* [Requirement]
Among the records that follow, set down only the lines from the one containing "Box every pale" to the one containing "Box every bright orange-red", both included, exactly.
--- START ---
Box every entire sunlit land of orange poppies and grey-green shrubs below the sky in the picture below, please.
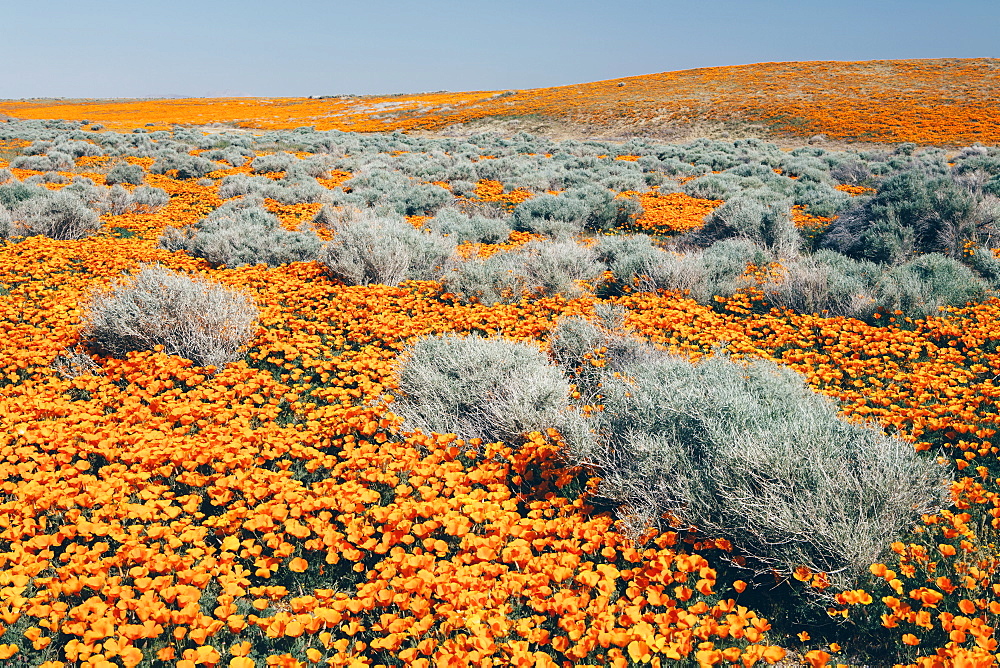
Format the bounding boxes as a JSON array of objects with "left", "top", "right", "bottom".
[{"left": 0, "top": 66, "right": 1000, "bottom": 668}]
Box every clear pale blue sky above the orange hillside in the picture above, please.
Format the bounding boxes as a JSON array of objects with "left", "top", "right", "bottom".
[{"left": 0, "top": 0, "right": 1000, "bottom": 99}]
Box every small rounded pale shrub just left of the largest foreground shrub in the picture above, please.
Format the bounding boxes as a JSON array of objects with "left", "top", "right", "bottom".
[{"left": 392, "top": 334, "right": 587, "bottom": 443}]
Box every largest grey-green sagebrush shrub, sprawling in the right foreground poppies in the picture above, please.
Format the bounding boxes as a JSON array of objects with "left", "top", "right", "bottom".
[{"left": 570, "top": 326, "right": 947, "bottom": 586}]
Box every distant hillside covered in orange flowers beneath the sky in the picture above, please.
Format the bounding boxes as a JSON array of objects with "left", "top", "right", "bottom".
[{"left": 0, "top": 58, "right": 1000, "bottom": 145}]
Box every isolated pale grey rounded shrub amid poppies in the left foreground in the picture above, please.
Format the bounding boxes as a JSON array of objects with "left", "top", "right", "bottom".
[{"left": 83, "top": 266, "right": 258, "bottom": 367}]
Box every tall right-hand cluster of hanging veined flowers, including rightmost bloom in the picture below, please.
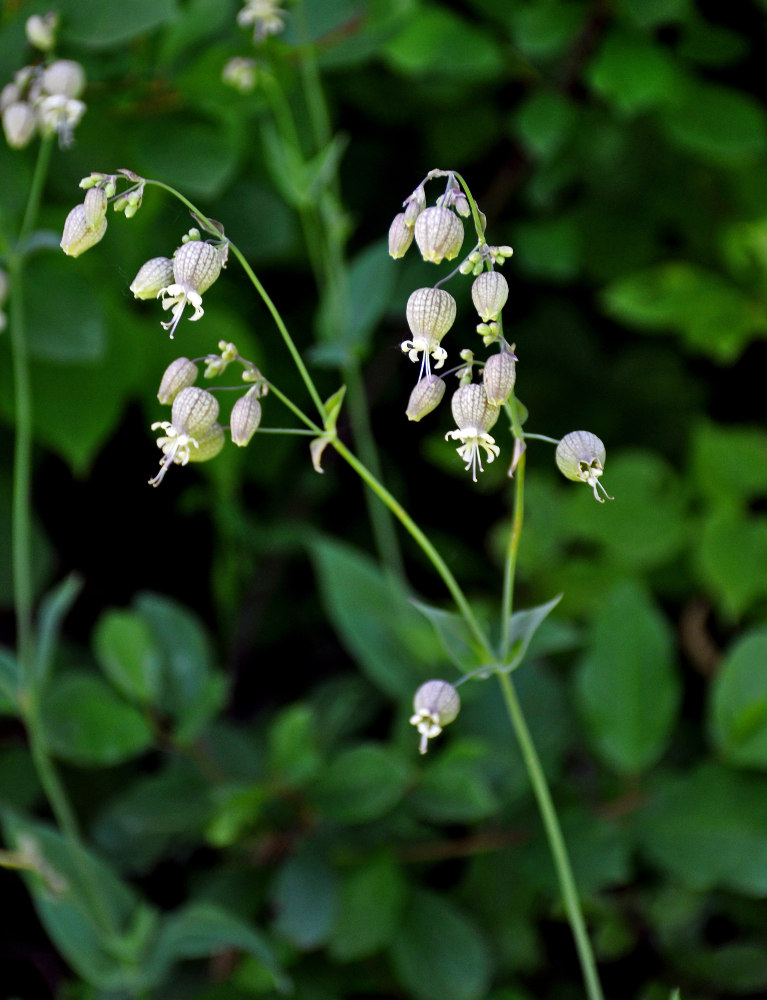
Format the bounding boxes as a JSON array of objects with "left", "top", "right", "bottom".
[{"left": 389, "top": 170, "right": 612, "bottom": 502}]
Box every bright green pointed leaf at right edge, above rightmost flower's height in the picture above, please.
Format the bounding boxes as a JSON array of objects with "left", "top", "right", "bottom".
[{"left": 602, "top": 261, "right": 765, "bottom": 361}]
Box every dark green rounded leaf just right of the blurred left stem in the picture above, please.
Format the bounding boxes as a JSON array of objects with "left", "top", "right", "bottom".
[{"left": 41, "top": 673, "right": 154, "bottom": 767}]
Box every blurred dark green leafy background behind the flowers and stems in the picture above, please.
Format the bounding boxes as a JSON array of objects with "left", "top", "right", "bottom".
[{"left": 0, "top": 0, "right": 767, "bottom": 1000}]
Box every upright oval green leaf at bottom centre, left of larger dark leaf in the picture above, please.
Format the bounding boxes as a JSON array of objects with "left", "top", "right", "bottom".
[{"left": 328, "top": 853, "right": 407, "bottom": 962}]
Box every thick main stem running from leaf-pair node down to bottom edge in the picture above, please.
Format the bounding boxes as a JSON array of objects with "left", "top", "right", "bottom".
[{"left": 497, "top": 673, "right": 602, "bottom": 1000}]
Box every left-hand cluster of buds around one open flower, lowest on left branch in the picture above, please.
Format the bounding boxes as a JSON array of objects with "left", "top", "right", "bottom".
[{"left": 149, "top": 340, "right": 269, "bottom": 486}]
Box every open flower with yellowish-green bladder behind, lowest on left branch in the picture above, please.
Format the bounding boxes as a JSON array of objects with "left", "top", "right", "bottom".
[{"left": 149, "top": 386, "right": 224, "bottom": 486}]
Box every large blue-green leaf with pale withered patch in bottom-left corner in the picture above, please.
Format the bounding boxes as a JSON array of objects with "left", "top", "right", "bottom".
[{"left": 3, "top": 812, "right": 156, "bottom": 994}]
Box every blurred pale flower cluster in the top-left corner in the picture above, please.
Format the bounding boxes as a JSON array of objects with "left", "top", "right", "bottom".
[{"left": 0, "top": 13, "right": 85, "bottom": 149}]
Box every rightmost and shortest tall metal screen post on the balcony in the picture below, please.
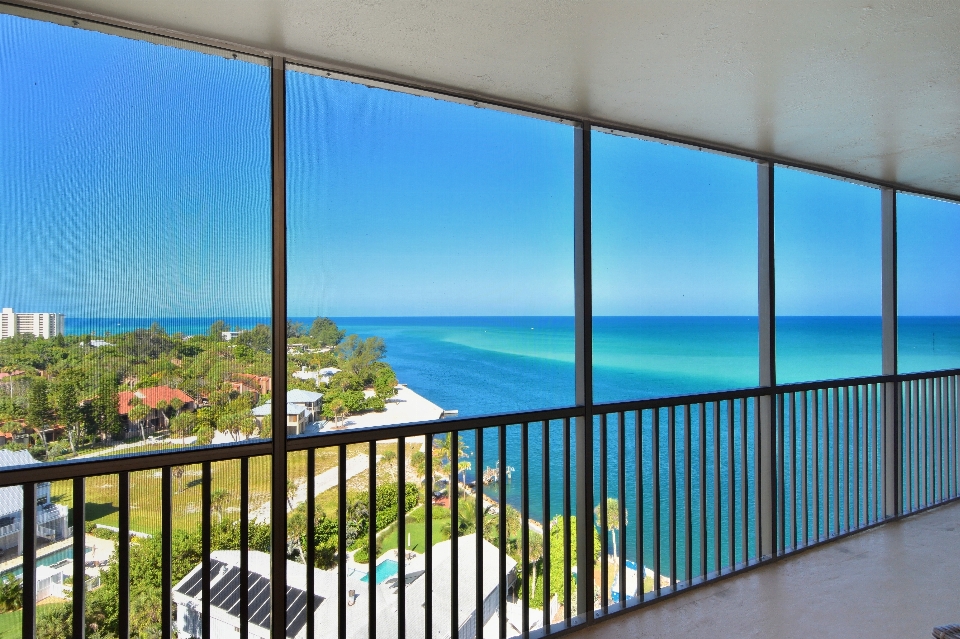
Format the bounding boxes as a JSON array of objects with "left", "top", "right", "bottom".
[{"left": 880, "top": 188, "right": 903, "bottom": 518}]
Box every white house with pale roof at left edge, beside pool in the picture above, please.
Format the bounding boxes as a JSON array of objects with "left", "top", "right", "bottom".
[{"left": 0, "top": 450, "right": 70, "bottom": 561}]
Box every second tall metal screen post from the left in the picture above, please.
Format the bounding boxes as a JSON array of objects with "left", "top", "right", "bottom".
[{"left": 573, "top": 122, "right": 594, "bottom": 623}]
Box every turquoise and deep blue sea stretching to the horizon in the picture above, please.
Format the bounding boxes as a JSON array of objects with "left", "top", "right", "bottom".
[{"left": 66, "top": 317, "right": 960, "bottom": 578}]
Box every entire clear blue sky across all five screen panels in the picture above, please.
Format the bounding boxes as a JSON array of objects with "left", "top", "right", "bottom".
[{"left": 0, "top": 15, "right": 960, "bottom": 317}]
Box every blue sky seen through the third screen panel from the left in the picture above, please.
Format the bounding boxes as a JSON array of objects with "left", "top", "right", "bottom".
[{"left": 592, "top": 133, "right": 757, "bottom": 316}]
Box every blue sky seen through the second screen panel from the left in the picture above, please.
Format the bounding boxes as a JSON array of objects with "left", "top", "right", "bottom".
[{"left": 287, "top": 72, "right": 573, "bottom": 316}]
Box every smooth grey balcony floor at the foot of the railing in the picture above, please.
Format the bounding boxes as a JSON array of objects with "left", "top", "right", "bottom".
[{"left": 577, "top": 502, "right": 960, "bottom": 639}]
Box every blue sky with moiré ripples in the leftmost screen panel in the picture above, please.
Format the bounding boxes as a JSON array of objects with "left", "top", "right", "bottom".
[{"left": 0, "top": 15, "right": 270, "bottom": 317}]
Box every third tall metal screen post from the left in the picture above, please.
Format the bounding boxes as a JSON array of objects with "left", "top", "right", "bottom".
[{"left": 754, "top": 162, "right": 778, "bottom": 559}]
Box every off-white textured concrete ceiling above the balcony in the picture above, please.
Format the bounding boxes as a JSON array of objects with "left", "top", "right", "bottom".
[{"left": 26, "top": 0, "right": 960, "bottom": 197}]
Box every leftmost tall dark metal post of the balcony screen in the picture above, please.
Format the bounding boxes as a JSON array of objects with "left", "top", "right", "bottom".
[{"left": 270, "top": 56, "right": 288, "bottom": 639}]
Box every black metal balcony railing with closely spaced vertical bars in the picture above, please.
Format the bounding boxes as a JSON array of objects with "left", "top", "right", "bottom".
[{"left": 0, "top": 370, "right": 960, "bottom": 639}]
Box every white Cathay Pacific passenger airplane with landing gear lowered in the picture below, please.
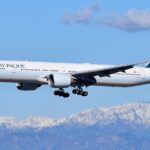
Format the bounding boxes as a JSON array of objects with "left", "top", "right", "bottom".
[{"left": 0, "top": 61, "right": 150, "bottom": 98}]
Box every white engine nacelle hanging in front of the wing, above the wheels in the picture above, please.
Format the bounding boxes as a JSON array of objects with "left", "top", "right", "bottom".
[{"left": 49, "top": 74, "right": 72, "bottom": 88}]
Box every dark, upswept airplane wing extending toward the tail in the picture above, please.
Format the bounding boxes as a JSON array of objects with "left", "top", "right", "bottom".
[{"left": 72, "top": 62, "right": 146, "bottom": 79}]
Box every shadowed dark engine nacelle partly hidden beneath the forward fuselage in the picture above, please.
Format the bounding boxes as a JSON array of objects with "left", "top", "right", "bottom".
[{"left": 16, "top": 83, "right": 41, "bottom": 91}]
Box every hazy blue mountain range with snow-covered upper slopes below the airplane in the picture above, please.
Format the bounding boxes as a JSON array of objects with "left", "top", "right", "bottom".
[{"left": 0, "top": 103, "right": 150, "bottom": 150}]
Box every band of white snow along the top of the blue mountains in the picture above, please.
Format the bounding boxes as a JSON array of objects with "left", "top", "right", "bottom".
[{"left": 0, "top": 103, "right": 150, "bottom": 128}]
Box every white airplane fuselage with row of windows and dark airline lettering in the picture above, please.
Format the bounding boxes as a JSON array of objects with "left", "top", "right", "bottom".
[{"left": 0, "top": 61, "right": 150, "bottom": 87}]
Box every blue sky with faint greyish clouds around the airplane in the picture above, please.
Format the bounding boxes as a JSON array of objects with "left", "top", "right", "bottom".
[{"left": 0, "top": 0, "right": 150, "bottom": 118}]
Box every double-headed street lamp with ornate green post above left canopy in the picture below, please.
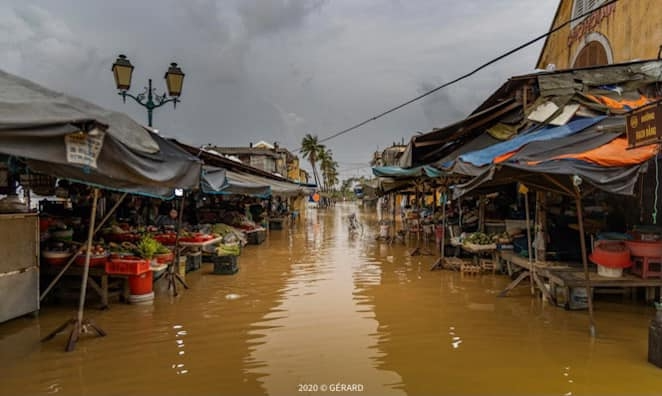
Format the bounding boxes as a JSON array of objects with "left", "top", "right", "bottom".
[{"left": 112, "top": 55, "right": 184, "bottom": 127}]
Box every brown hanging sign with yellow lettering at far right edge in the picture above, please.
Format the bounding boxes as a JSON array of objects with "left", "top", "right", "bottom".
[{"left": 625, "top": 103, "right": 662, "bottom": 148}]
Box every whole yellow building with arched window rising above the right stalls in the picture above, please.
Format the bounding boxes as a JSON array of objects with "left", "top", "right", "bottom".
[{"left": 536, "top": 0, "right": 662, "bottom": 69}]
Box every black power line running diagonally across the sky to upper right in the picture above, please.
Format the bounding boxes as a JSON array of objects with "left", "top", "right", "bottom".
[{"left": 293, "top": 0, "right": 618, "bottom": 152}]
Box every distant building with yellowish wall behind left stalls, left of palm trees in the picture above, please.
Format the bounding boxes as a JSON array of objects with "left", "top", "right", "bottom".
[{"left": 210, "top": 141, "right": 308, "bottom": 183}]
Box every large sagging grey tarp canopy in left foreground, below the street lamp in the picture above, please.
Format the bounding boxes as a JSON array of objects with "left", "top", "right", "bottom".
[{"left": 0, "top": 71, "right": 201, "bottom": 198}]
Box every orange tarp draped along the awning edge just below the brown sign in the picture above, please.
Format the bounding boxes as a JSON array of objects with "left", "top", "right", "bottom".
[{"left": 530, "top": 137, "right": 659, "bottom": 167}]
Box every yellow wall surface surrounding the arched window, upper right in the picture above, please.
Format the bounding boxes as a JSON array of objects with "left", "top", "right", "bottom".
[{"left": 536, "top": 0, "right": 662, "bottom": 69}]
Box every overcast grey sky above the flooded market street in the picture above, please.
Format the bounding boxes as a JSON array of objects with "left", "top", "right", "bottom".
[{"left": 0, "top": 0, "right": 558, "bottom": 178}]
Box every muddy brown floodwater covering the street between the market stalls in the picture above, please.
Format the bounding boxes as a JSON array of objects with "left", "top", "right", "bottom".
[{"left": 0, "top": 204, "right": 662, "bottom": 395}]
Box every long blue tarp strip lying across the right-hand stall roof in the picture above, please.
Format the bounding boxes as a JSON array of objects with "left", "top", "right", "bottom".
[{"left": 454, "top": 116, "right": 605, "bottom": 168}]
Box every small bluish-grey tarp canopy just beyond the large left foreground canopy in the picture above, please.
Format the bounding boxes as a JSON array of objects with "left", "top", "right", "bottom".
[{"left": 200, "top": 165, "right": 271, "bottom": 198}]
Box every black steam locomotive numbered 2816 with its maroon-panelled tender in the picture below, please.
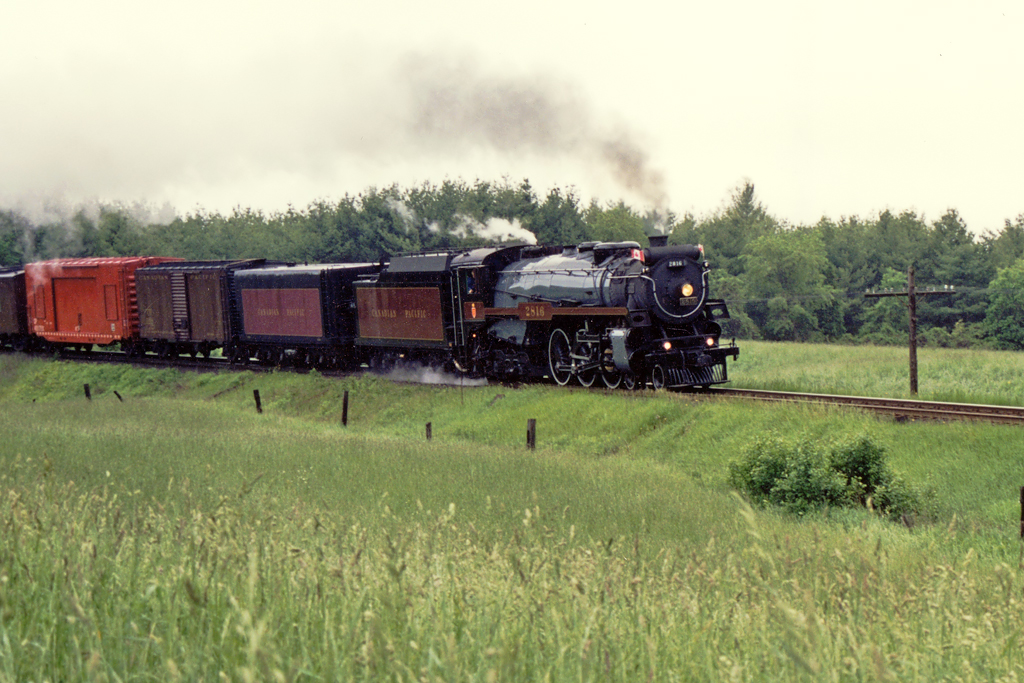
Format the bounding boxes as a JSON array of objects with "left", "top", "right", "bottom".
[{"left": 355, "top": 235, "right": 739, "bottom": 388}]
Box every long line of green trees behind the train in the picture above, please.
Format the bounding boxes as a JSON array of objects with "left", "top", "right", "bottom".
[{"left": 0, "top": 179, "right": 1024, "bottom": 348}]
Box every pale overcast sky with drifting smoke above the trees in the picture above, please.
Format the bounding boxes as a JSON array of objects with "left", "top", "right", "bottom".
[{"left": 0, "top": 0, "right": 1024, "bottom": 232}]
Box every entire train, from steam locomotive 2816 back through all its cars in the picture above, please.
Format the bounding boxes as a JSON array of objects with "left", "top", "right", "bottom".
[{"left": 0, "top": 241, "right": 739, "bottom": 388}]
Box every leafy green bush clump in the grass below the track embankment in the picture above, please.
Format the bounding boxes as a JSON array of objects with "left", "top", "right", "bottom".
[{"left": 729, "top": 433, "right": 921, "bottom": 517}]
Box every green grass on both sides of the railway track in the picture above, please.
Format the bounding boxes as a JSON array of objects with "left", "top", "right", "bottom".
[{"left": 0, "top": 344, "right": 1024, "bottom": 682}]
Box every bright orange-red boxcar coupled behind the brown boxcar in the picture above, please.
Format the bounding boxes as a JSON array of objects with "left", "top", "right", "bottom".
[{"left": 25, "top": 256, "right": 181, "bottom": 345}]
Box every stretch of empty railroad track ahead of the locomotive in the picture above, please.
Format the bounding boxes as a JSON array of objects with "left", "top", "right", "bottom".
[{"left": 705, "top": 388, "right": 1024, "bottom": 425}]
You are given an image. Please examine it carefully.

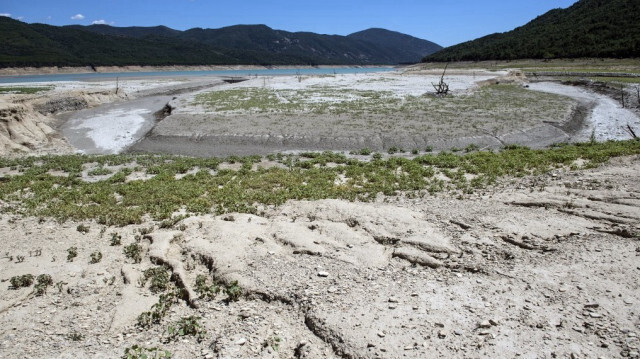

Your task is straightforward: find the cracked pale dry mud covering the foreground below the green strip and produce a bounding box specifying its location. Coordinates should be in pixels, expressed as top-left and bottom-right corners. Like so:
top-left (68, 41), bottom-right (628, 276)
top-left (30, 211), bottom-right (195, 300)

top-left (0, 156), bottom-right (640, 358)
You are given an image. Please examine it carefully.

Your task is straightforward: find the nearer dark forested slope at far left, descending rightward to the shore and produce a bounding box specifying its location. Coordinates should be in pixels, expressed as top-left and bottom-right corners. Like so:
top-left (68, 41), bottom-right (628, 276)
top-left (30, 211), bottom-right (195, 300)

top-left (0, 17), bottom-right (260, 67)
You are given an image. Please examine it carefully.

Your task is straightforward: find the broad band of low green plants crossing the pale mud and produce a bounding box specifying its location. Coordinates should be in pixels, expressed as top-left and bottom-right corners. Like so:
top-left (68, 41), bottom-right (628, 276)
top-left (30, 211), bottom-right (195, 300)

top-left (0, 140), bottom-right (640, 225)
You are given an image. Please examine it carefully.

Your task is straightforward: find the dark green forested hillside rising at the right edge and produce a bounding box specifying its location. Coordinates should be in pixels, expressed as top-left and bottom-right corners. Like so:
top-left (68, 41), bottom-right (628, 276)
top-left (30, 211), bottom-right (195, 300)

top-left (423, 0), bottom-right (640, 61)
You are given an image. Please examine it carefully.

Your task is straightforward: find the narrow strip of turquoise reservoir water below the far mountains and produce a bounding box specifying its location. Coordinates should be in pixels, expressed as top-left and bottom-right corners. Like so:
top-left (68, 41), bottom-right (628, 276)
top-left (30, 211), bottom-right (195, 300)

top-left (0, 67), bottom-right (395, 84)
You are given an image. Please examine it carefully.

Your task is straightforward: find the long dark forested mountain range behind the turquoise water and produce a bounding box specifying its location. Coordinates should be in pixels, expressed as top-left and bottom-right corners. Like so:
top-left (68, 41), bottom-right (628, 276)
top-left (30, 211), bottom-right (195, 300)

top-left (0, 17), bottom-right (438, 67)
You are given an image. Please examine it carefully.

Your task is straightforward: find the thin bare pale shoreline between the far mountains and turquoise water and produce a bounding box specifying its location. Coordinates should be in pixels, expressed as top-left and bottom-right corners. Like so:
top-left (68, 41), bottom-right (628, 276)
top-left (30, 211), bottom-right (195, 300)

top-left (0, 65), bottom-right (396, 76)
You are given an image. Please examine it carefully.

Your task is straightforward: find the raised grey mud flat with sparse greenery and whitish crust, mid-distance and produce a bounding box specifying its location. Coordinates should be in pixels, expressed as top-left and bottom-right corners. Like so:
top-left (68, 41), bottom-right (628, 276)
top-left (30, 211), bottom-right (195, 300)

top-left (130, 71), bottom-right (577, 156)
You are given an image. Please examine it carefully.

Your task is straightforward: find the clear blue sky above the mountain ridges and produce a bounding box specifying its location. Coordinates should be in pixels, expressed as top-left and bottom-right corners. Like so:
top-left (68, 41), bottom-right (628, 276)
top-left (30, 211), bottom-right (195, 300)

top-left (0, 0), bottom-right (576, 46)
--- END ---
* [Answer to this problem]
Box every pale overcast sky with drifting smoke above the trees in the picture above, please.
Format the bounding boxes as a JSON array of objects with "left", "top", "right", "bottom".
[{"left": 0, "top": 0, "right": 1024, "bottom": 232}]
Box every entire train, from steam locomotive 2816 back through all its cars in the picture above, please.
Format the bounding boxes as a JSON array of objects with "left", "top", "right", "bottom".
[{"left": 0, "top": 241, "right": 739, "bottom": 388}]
Box every leafy green bush clump in the grass below the track embankment in the picture above, please.
Format the bounding boxes as a JSON array of objects with "left", "top", "right", "bottom".
[{"left": 729, "top": 433, "right": 921, "bottom": 517}]
Box every green grass on both sides of the railway track in the picture above, please.
Format the bounding boxes as a JSON array of objects with "left", "top", "right", "bottom".
[{"left": 0, "top": 344, "right": 1024, "bottom": 682}]
Box every bright orange-red boxcar coupled behind the brown boxcar in the picture above, please.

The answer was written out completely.